# Dataset extract
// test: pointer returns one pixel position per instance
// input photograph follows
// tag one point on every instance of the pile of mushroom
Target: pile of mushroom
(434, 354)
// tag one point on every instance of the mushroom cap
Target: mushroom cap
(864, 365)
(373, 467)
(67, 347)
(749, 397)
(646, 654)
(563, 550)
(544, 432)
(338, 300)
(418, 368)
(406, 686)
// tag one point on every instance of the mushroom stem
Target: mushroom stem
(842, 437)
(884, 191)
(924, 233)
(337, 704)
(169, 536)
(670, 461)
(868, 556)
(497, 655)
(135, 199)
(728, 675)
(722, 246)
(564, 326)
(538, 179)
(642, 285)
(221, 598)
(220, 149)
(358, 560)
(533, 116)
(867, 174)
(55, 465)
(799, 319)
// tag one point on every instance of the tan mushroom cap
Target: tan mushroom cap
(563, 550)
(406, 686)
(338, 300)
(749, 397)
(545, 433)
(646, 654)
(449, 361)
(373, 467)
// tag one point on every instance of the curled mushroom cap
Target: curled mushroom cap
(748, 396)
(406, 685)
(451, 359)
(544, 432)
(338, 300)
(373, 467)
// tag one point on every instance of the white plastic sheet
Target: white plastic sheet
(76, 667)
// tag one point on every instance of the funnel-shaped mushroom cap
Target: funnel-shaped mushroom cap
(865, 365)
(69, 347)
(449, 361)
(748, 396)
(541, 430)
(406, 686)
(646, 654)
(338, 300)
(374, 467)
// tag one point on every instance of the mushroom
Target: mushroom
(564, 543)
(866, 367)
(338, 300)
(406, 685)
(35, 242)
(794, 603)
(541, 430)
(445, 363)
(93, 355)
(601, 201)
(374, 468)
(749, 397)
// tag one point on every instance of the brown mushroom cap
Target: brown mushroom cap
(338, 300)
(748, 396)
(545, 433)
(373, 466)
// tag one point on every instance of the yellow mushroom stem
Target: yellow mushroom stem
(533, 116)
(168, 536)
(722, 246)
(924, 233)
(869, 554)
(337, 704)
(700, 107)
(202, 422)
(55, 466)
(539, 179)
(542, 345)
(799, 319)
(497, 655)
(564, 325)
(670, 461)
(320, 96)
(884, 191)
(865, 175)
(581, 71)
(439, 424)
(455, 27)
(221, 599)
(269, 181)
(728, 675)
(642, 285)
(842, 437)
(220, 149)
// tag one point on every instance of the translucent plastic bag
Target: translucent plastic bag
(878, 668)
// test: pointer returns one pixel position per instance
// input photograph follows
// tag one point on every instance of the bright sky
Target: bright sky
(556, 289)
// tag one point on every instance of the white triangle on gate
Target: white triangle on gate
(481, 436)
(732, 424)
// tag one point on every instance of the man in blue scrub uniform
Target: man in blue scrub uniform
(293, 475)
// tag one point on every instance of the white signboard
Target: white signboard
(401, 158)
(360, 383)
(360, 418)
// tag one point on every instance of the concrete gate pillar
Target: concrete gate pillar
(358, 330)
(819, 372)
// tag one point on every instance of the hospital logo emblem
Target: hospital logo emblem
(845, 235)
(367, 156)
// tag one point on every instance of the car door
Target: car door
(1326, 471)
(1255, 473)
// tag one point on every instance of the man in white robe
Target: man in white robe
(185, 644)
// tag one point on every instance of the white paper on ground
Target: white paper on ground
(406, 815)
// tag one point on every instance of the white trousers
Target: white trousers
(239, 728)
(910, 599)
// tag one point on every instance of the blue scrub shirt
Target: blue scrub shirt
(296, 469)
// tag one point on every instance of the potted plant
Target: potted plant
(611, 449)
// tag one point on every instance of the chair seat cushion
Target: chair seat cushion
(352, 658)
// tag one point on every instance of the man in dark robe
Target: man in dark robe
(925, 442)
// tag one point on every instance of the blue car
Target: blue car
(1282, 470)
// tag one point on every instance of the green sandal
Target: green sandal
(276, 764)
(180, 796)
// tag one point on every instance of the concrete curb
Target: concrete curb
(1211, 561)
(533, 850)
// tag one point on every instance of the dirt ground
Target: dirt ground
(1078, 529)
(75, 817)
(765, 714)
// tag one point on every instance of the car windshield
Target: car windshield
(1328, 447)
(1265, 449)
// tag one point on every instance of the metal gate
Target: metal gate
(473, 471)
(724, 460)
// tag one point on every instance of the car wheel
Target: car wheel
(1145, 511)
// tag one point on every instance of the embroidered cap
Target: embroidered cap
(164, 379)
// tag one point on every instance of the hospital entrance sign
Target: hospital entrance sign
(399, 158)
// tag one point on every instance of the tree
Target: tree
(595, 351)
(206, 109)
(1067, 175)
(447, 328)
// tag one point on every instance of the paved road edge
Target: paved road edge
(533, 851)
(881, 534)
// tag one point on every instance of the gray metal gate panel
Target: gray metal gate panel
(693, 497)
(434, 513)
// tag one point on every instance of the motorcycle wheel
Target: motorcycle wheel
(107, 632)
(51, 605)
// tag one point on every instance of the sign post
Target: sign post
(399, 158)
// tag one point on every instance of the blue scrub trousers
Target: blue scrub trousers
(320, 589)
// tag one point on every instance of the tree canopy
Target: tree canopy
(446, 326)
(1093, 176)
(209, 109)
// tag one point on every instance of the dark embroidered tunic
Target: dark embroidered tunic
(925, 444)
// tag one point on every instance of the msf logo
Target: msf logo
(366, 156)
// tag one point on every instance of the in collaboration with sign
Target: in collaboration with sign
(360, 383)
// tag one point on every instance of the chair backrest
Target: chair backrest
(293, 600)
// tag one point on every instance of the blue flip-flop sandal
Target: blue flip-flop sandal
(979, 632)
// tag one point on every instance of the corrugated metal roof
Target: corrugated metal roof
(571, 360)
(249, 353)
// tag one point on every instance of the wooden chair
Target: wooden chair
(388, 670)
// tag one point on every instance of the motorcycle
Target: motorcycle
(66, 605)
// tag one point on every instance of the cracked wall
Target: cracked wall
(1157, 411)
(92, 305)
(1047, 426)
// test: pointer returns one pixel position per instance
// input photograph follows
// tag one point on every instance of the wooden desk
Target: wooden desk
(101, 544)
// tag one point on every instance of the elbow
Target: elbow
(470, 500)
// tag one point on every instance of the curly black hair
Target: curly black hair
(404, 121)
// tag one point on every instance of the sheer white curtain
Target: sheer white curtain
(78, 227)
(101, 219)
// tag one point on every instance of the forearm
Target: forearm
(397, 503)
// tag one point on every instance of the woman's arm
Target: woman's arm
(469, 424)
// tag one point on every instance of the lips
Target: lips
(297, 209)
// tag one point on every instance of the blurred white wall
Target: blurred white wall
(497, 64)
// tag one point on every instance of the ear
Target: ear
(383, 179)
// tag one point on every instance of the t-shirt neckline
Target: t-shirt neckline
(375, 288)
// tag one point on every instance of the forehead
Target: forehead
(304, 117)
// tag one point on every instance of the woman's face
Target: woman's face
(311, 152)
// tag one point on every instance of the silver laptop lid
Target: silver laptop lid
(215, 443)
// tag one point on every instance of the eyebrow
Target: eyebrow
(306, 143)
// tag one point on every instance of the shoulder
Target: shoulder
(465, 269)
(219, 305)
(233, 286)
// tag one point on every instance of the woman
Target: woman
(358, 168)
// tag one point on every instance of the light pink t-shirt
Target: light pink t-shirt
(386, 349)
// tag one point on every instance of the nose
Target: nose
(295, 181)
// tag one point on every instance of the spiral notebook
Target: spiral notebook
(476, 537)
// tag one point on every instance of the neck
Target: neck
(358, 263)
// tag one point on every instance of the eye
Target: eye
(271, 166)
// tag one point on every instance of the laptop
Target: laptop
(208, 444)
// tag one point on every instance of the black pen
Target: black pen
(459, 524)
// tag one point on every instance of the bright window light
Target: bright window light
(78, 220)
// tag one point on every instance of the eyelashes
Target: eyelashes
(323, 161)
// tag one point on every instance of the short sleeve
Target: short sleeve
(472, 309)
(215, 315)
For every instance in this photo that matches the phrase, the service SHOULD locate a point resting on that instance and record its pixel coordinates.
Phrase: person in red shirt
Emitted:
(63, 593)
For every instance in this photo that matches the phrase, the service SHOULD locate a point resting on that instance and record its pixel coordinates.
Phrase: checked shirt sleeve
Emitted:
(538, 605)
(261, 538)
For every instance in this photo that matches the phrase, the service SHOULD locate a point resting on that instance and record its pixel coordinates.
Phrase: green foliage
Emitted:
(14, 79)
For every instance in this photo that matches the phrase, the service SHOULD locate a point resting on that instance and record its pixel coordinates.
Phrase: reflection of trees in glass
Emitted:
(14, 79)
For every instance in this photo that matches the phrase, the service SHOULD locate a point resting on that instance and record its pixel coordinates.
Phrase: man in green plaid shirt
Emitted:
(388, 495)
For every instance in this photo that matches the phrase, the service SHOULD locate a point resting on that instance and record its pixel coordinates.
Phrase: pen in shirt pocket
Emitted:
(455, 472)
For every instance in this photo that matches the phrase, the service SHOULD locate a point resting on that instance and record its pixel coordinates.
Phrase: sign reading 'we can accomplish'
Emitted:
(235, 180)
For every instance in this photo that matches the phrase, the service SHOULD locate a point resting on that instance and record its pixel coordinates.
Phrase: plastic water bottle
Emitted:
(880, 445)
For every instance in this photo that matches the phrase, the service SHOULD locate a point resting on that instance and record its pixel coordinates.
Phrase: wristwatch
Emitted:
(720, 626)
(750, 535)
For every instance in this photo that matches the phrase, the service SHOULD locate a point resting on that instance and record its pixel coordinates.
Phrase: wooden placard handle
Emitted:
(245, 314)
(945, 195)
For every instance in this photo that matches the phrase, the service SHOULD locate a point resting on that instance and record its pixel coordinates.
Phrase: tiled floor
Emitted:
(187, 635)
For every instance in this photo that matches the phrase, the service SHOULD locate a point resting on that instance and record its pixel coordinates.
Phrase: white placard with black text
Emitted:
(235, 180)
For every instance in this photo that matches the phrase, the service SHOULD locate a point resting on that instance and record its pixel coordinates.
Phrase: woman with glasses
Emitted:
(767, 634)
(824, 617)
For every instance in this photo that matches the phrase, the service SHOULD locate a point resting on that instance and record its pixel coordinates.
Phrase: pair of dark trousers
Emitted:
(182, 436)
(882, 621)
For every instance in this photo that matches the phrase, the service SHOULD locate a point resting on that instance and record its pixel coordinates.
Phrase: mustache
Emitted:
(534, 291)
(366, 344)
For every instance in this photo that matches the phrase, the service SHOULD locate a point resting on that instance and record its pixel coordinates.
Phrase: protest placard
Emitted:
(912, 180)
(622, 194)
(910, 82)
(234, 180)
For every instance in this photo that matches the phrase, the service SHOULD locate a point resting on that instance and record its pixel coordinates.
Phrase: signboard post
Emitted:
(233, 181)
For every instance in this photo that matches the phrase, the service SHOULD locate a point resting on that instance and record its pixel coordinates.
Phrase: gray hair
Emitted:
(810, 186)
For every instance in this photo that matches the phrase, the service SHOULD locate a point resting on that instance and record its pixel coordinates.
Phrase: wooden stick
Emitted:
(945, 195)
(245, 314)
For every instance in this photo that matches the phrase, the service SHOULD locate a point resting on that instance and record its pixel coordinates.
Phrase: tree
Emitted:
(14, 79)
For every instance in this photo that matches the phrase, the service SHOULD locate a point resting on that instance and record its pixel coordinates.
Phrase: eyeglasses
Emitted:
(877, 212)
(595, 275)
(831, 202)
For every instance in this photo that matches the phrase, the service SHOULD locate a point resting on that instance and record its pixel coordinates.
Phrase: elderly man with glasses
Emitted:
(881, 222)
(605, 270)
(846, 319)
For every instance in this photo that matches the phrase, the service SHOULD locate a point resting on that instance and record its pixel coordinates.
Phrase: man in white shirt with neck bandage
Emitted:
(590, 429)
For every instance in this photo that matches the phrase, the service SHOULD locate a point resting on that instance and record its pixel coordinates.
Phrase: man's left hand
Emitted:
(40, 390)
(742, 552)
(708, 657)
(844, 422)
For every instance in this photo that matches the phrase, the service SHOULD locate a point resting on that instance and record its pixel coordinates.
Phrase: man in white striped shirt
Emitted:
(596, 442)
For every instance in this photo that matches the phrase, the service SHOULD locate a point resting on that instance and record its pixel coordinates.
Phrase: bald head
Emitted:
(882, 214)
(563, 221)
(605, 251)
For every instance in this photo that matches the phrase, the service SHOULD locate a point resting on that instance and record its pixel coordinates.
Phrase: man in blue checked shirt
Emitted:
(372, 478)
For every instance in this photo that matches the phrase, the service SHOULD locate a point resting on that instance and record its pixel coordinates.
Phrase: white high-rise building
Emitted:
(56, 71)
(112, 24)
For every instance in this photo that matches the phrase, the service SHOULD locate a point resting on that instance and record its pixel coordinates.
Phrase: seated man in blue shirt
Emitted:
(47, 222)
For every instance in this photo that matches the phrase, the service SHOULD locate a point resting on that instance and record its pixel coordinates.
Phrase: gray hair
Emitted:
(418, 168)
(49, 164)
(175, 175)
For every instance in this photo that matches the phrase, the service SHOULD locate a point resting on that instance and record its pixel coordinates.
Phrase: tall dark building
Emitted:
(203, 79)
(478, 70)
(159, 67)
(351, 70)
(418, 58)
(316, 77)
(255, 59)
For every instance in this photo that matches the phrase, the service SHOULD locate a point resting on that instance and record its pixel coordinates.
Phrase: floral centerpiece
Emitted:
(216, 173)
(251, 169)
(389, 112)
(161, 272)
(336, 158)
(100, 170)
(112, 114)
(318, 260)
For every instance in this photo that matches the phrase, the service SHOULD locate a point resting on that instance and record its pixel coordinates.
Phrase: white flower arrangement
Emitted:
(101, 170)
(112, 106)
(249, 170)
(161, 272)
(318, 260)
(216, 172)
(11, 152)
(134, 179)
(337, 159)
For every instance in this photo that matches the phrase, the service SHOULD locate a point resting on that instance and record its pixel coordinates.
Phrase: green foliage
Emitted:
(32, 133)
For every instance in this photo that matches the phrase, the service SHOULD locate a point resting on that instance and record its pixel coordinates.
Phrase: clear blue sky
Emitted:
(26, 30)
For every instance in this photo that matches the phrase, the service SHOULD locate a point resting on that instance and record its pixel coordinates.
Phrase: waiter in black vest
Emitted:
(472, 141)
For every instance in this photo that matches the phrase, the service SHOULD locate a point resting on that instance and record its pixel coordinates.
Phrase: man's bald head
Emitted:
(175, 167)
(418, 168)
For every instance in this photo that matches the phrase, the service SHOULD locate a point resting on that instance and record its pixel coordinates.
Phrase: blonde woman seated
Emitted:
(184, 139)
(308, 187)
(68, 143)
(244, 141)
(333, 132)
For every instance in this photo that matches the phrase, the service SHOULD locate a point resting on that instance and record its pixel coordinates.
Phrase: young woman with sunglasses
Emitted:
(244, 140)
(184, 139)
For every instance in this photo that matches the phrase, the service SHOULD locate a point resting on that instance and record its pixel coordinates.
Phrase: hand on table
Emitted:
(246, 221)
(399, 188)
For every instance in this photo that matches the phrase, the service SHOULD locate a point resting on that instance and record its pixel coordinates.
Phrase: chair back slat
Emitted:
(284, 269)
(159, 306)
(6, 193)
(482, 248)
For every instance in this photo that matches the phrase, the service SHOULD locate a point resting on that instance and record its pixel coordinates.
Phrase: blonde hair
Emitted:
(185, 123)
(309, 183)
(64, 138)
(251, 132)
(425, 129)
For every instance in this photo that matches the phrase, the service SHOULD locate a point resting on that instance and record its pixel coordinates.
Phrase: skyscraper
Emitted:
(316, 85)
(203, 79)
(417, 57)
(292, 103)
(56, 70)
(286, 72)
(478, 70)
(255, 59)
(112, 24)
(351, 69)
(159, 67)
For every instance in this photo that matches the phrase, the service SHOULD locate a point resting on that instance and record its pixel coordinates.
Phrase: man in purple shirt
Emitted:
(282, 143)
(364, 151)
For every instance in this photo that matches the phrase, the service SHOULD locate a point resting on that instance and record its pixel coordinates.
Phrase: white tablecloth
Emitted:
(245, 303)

# What to work on
Pick out every line in the listing above that contains the word "embroidered", and copy each one in full.

# Expected output
// tag one point on every instance of the embroidered cap
Target: embroidered cap
// tag one point on every instance of the dark embroidered tunic
Target: dark embroidered tunic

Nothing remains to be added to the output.